● GOAL OF THE EXERCISE: Without the pictures, repeat the listing character for character.

● RECORDS PROVIDED:

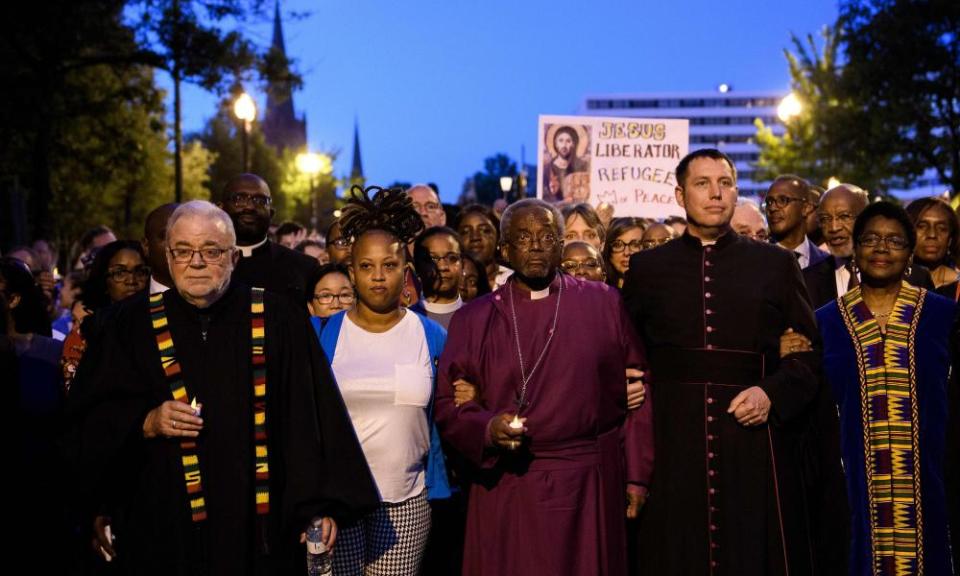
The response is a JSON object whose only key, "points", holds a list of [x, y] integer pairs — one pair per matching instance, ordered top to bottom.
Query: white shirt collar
{"points": [[247, 251], [804, 251], [438, 308]]}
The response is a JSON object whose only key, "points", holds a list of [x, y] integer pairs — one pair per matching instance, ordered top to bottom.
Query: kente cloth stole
{"points": [[178, 389], [888, 401]]}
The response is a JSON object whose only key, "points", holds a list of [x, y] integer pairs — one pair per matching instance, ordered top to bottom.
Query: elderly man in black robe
{"points": [[215, 433], [726, 497]]}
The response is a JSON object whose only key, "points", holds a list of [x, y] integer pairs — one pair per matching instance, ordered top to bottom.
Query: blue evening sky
{"points": [[437, 86]]}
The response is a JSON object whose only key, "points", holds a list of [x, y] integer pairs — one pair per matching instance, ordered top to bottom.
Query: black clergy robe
{"points": [[280, 270], [316, 465], [724, 499]]}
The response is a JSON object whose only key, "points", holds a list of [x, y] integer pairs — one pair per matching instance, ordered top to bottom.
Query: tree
{"points": [[185, 38], [904, 61], [881, 101], [831, 136], [486, 184]]}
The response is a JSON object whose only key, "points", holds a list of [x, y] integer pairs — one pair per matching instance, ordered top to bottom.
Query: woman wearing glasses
{"points": [[624, 239], [438, 258], [119, 271], [332, 292], [886, 355], [383, 357]]}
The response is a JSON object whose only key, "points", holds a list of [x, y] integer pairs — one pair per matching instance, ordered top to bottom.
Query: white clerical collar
{"points": [[803, 249], [247, 251], [156, 286], [539, 294], [447, 308]]}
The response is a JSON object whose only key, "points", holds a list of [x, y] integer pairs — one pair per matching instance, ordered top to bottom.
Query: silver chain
{"points": [[524, 377]]}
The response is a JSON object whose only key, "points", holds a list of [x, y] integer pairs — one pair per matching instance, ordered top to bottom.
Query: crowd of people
{"points": [[753, 389]]}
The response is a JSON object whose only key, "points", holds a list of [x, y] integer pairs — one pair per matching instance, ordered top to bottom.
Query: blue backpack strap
{"points": [[329, 333], [438, 485]]}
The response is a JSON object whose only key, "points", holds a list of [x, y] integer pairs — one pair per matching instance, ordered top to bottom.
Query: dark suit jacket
{"points": [[816, 255], [280, 270], [821, 280]]}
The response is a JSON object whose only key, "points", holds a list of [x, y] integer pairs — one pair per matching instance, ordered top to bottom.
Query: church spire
{"points": [[278, 30], [281, 127], [357, 171]]}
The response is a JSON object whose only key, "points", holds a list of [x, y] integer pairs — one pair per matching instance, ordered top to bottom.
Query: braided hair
{"points": [[386, 209]]}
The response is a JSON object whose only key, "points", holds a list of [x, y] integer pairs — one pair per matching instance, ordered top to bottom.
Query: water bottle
{"points": [[318, 557]]}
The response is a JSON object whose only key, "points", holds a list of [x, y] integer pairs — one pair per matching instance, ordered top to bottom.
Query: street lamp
{"points": [[790, 107], [245, 109], [311, 164], [506, 184]]}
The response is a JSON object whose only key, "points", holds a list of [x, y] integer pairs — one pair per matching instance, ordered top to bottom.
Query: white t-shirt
{"points": [[386, 380]]}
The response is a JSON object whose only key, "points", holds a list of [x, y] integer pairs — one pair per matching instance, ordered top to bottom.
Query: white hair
{"points": [[425, 187], [530, 203], [208, 211]]}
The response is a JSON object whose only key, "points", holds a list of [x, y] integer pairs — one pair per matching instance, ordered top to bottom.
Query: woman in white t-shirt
{"points": [[383, 357]]}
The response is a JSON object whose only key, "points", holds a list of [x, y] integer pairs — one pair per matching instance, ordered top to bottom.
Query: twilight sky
{"points": [[437, 86]]}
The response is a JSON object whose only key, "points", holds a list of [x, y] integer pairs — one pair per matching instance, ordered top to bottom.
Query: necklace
{"points": [[524, 377]]}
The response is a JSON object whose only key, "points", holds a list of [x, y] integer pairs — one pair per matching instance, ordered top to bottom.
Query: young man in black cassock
{"points": [[227, 486], [726, 494]]}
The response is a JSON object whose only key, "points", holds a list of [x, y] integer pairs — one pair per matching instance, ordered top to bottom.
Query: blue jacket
{"points": [[438, 487]]}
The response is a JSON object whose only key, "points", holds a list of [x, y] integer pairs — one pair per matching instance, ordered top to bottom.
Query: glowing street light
{"points": [[790, 107], [245, 109], [311, 164], [506, 184]]}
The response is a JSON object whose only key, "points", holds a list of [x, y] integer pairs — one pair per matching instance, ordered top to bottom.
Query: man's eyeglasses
{"points": [[241, 198], [780, 201], [427, 207], [844, 219], [526, 240], [891, 242], [648, 244], [620, 245], [209, 255], [451, 258], [571, 266], [126, 274], [328, 297]]}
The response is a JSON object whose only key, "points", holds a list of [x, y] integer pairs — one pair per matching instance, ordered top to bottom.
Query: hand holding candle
{"points": [[507, 430]]}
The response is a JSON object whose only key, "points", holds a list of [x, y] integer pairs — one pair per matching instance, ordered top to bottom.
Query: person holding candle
{"points": [[558, 456], [231, 489]]}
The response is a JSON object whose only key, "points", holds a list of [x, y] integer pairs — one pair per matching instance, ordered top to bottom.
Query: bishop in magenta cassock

● COMPLETED EXERCISE:
The response is a JSON object whose only key, "points", holds a list of [x, y] integer pairs — one pair per matching instance, ordered top to bottom.
Query: white shirt collar
{"points": [[247, 251], [804, 251], [438, 308]]}
The response is a JSON object whose only key, "points", holds a list of [x, y] integer pairs — one pair per matching instance, ordered top to bottom.
Query: kente cloth stole
{"points": [[178, 389], [888, 401]]}
The response is a JSON object whose only key, "points", holds a list of [x, y] integer pairs — one pair per matching instance, ordered top to bottom.
Query: elderly man in black robe
{"points": [[215, 433], [726, 497]]}
The response is a JSON object whose only key, "points", holds a list of [x, y] integer pairs — one pair per matching instance, ordered top to bottom.
Query: blue evening sky
{"points": [[437, 86]]}
The response is a JSON object whose only key, "points", holds a list of [x, y] integer pairs — one pair per matching instance, ordered top to bottom.
Query: black clergy robe
{"points": [[280, 270], [316, 465], [724, 499]]}
The response is a JSON object whose only key, "points", holds a list of [x, y] integer pairs — one pair per matching instance, ordered top to bottom.
Query: tree
{"points": [[185, 38], [904, 61], [881, 101], [831, 136], [486, 184]]}
The response is a JSON object whose only key, "points", holds a list of [x, y] integer pairs — one pair per matching instance, ordered top to bottom.
Query: woman wearing glasses
{"points": [[624, 239], [438, 258], [119, 271], [332, 292], [886, 355], [383, 357]]}
The response is a JSON object whose only key, "points", holds a list of [x, y] integer pairs — one pair per matching instance, ordered top to bottom.
Query: white clerical collar
{"points": [[803, 249], [247, 251], [156, 286], [539, 294], [447, 308]]}
The response is a JSON object whose only key, "points", holds a list of [x, y] integer pairs — one pair per matching instance, ordered top to bottom.
Query: silver chain
{"points": [[524, 377]]}
The response is a JSON object whose only key, "points", holds a list of [x, y] integer pairs — one pair per matching instance, ordered top to bottom.
Query: crowd of people
{"points": [[753, 389]]}
The response is a JSON object whose only key, "points", holds a list of [x, y] integer pairs — one pair per matching instance, ordered top to bottom.
Query: blue backpack strap
{"points": [[329, 333], [438, 485]]}
The response is a JSON object whose only key, "points", holds a list of [x, y] integer pairs — one pair per matching instance, ordered top to bottom.
Query: dark suit jacket
{"points": [[816, 255], [280, 270], [821, 280]]}
The response is a JSON object whose only key, "points", holds a list of [x, y] integer pairs — one pair per matching instance, ordered top to bottom.
Query: church spire
{"points": [[278, 30], [281, 127], [357, 171]]}
The response is a JSON object whose only key, "points", holds a list of [x, y] integer pairs — one pair per matching instance, ordered top to bottom.
Query: braided hair
{"points": [[386, 209]]}
The response is a JSON object whose only key, "points", holds a list of [x, y] integer pairs — one pair per matching instance, ordered top to bottom.
Query: water bottle
{"points": [[318, 557]]}
The response is a JSON object whose only key, "points", holds a list of [x, y] integer pairs — one pair per matching instance, ordered top to bottom.
Query: street lamp
{"points": [[790, 107], [245, 109], [311, 164], [506, 184]]}
The response is a JSON object whose only key, "points", holds a list of [x, y] integer pairs — one pair per matching instance, ordered top to bottom.
Query: white t-shirt
{"points": [[386, 380]]}
The response is a JSON object whose only key, "points", holds a list of [x, y] integer pairs — one pair per matching instance, ordered top to bottom.
Query: white hair
{"points": [[425, 187], [530, 203], [208, 211]]}
The response is a JSON object whose only key, "points", holds a list of [x, y] integer pairs — one pair per matching instance, ordered top to bottom.
Query: woman in white t-shirt
{"points": [[383, 357]]}
The response is a JSON object whose only key, "points", holds a list of [x, y] integer pairs — one pair per matching instance, ordered top to bottom.
Query: twilight sky
{"points": [[437, 86]]}
The response is a JSON object whose only key, "points", holds a list of [x, y] integer pairs — one pair per matching instance, ordered top to bottom.
Query: necklace
{"points": [[524, 377]]}
The response is a JSON object whose only key, "points", holds a list of [x, y] integer pairs — one pair per matching instance, ordered top to bottom.
Query: young man in black cassock
{"points": [[227, 486], [726, 494]]}
The response is a JSON object whose only key, "points", holds a list of [x, y] integer pairs — one pair per matching instance, ordered top to bottom.
Query: blue jacket
{"points": [[438, 487]]}
The response is a JSON object whose only key, "points", holds a list of [x, y] integer pairs — one pair per matching instance, ordered top to bottom.
Query: glowing street light
{"points": [[790, 107], [245, 109], [311, 164], [506, 184]]}
The response is a JSON object whose only key, "points", holds a list of [x, y] integer pairs — one pair per matching instance, ordered top to bottom.
Query: man's eyeglasses
{"points": [[241, 198], [780, 201], [427, 207], [844, 219], [526, 240], [891, 242], [648, 244], [620, 245], [209, 255], [451, 258], [571, 266], [126, 274], [328, 297]]}
The response is a JSON object whose only key, "points", holds a list of [x, y] integer pairs — one pair per matching instance, ordered top to bottom.
Query: hand holding candle
{"points": [[507, 430]]}
The response is a JSON object whose only key, "points", holds a list of [x, y] integer pairs — one pair per matching instance, ordered top to bottom.
Query: person holding candle
{"points": [[558, 456], [231, 489]]}
The response is a JSON object whose only key, "points", holds a list of [x, y] integer pairs — one pair per matching instance, ordered top to bottom.
Query: bishop in magenta cassock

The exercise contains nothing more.